Copy every entry exactly as given, minus the images.
======== Data supplied ========
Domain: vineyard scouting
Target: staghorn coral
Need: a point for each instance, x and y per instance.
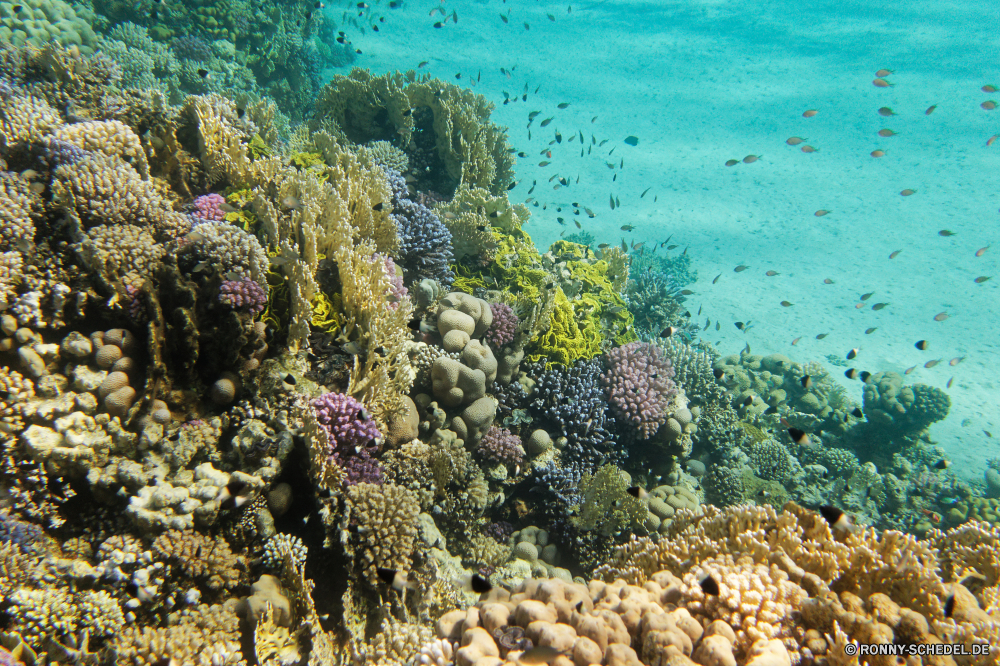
(103, 189)
(18, 208)
(122, 251)
(200, 636)
(208, 207)
(902, 410)
(471, 216)
(386, 154)
(854, 564)
(231, 250)
(40, 22)
(108, 137)
(471, 149)
(382, 523)
(208, 561)
(638, 381)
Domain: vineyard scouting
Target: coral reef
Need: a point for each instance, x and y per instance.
(639, 384)
(278, 391)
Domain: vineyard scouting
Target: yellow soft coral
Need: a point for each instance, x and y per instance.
(567, 338)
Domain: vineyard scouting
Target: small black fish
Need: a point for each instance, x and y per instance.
(837, 518)
(479, 584)
(949, 605)
(709, 585)
(798, 436)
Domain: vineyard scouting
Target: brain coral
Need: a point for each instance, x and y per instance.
(639, 384)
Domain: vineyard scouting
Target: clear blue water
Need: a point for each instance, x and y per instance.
(700, 83)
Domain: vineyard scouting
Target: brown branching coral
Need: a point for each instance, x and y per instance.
(201, 636)
(380, 524)
(199, 557)
(383, 376)
(365, 108)
(850, 585)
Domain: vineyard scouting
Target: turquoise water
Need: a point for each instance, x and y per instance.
(700, 83)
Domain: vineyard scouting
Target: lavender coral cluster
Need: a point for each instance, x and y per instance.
(572, 401)
(500, 445)
(209, 207)
(352, 435)
(504, 325)
(243, 294)
(640, 385)
(424, 241)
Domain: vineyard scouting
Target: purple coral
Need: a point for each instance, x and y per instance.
(639, 385)
(424, 241)
(59, 152)
(243, 293)
(209, 207)
(500, 445)
(352, 435)
(504, 325)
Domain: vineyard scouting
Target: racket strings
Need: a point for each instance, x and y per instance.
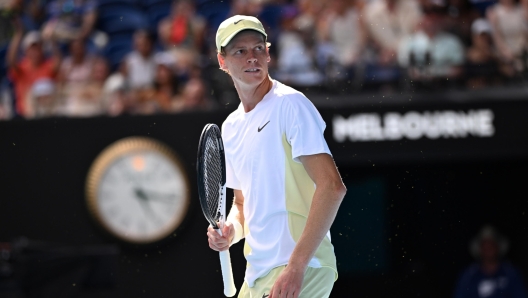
(213, 177)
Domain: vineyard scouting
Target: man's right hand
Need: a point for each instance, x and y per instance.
(221, 243)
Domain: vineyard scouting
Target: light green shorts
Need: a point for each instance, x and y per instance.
(318, 283)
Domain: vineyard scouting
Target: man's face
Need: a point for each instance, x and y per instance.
(246, 58)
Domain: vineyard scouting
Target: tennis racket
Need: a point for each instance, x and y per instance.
(212, 192)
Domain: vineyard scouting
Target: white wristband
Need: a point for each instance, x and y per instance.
(239, 232)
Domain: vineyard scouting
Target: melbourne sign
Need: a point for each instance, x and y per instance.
(413, 125)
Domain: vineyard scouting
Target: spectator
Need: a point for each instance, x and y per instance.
(77, 67)
(86, 98)
(439, 53)
(459, 19)
(69, 20)
(116, 99)
(42, 100)
(183, 34)
(296, 48)
(166, 83)
(139, 65)
(482, 60)
(388, 23)
(33, 65)
(491, 276)
(9, 12)
(193, 98)
(158, 97)
(183, 28)
(510, 33)
(342, 30)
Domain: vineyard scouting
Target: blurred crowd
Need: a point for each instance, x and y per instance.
(83, 58)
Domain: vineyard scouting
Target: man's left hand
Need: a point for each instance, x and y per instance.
(288, 284)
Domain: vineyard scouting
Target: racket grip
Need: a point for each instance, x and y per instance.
(227, 274)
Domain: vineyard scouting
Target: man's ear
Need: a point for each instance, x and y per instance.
(221, 62)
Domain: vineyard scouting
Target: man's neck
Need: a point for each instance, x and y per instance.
(252, 95)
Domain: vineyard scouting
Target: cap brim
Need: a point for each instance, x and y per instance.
(232, 35)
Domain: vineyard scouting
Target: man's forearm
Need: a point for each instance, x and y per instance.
(236, 217)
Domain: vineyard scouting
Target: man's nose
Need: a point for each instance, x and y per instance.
(252, 58)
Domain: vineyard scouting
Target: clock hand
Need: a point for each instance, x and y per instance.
(144, 201)
(166, 198)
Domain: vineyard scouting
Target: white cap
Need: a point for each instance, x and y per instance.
(43, 87)
(480, 26)
(165, 59)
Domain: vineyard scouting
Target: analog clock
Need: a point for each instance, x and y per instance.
(137, 190)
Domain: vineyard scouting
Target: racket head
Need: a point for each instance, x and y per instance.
(211, 173)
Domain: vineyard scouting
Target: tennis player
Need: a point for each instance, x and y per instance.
(286, 185)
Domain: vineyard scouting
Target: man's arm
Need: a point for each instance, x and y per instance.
(328, 195)
(11, 57)
(233, 230)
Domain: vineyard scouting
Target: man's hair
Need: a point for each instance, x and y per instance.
(222, 49)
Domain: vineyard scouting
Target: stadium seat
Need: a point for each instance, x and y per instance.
(116, 49)
(122, 19)
(157, 12)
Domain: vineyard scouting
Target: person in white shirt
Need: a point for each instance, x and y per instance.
(286, 185)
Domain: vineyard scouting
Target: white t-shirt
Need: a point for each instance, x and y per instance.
(262, 150)
(141, 70)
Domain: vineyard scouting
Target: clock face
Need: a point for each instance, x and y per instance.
(138, 191)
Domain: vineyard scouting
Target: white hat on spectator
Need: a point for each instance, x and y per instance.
(165, 59)
(480, 26)
(488, 232)
(31, 38)
(43, 87)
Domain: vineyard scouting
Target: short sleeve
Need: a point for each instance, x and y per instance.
(231, 179)
(304, 127)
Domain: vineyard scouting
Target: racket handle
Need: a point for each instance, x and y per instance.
(227, 274)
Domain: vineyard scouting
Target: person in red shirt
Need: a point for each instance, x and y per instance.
(32, 67)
========
• The completed task
Domain: vineyard scouting
Target: staghorn coral
Need: a point for each instance, x and y per instance.
(103, 189)
(18, 208)
(122, 251)
(200, 636)
(208, 207)
(902, 410)
(471, 216)
(386, 154)
(854, 564)
(231, 250)
(40, 22)
(108, 137)
(471, 149)
(382, 523)
(208, 561)
(638, 381)
Domain: vineyard scouting
Target: coral reef
Need: a point for each instance, x and y per instance.
(639, 384)
(278, 391)
Domain: vineyard scouting
Target: yellow soft coral
Need: a point for each instance, x and y per instance.
(567, 338)
Domain: vineyard scouting
Target: small black fish
Need: a point for each instance, x and y per instance.
(837, 518)
(479, 584)
(949, 605)
(709, 585)
(798, 436)
Domain: vineyard scouting
Target: brain coral
Need: a point for each instance, x and y per instance.
(639, 384)
Domain: vineyard scouting
Target: clear blue water
Need: a point for each instance, x and y per instance.
(700, 83)
Domain: vineyard scouting
Target: brown branching coral
Need: a point for each instance, x and y per instance.
(201, 636)
(380, 524)
(199, 557)
(383, 376)
(365, 108)
(850, 585)
Domain: vineyard scouting
Target: turquoise water
Need: a point for each instance, x and y per instance.
(700, 83)
Domain: vineyard scouting
Target: lavender coral cluster
Need: a point for each instance, x and y per instance.
(572, 401)
(500, 445)
(209, 207)
(352, 435)
(504, 325)
(243, 294)
(640, 385)
(424, 241)
Domain: vineyard scouting
Target: purple coral
Need: a point for each instance, x and y per instance.
(639, 385)
(424, 241)
(59, 152)
(243, 293)
(209, 207)
(500, 445)
(352, 435)
(504, 325)
Domain: vineyard scouting
Target: racket strings
Need: a point for each instance, x and y per instance.
(213, 177)
Domain: vineyard scouting
Target: man's right hand
Need: a point for each instance, x and y per instance.
(221, 243)
Domain: vineyard scouting
Target: light green shorts
Need: a point for each instance, x and y per instance.
(318, 283)
Domain: vineyard scouting
Target: man's face
Need: a point for each instance, x and y per instance.
(246, 58)
Domain: vineyard scouting
Target: tennis racket
Need: a point for each instance, x and y per instance.
(212, 192)
Domain: vineyard scouting
Target: white wristband
Need: a point for each instance, x and y per instance.
(239, 232)
Domain: vineyard scouting
Target: melbourne sign
Need: a point for each instance, x and y per instance.
(413, 125)
Domain: vineyard scouting
Target: spectator
Need: a point for each instance, x and y per instance.
(77, 67)
(86, 98)
(439, 53)
(459, 19)
(69, 20)
(116, 99)
(42, 100)
(183, 34)
(296, 48)
(166, 83)
(139, 65)
(482, 60)
(388, 23)
(33, 65)
(491, 276)
(9, 12)
(193, 98)
(158, 97)
(183, 28)
(510, 33)
(342, 30)
Domain: vineyard scouting
Target: blurred crowd
Need: a point for each instance, x and y per instance.
(83, 58)
Domain: vineyard scouting
Target: man's left hand
Need: a point for each instance, x and y per instance.
(288, 284)
Domain: vineyard scouting
Target: racket grip
Need: a point for each instance, x and y per instance.
(227, 274)
Domain: vineyard scouting
Target: man's ear
Need: a point for each instance, x and y per instance.
(221, 62)
Domain: vineyard scouting
Target: man's neck
Need: a point for each instance, x and y per instance.
(252, 95)
Domain: vineyard scouting
Target: cap brim
Need: a point for each instance, x and y per instance.
(232, 35)
Domain: vineyard scouting
Target: man's forearm
Need: a point for each instance, x and y per instance.
(236, 217)
Domain: vineyard scouting
Target: man's nose
Need: a point for each instance, x and y per instance.
(252, 58)
Domain: vineyard scouting
Target: clock hand
Need: a point for each instance, x and y per instance.
(144, 201)
(166, 198)
Domain: vineyard scouting
Target: white cap
Need: a point for each instance, x and y per instance.
(43, 87)
(480, 26)
(165, 59)
Domain: vineyard scouting
Target: analog clock
Need: a point for each instance, x and y per instance.
(137, 190)
Domain: vineyard scouting
Target: racket head
Need: a point for each instance, x and y per instance.
(211, 173)
Domain: vineyard scouting
Target: tennis player
Need: a point for each instance, x and y per instance.
(286, 185)
Domain: vineyard scouting
Target: man's arm
Need: a point for each instance, x and y per instance.
(328, 195)
(11, 57)
(233, 230)
Domain: vineyard scouting
Target: man's hair
Need: a point for each instance, x and y per instance.
(222, 49)
Domain: vineyard scouting
Target: stadium seat
Need: a point for each instance, x and y per instance.
(116, 49)
(122, 19)
(157, 12)
Domain: vineyard scouting
Target: person in white shirt
Need: a point for each instance, x and y per instance.
(286, 185)
Domain: vineyard scouting
Target: white t-shirt
Need: a point for each instance, x and y per instance.
(262, 150)
(141, 70)
Domain: vineyard scouting
Target: clock face
Need: a point for each instance, x and y per instance.
(138, 191)
Domain: vineyard scouting
Target: white hat on spectator
Need: a point for each instance, x and y per instance.
(165, 59)
(480, 26)
(488, 232)
(31, 38)
(43, 87)
Domain: vineyard scouting
Target: short sleeve
Need: a point for each instance, x and y per instance.
(231, 179)
(304, 127)
Domain: vineyard scouting
Target: racket handle
Need: a point for each instance, x and y per instance.
(227, 274)
Domain: vineyard scouting
Target: person in red shirt
Need: a point for each instance, x and y per instance.
(32, 67)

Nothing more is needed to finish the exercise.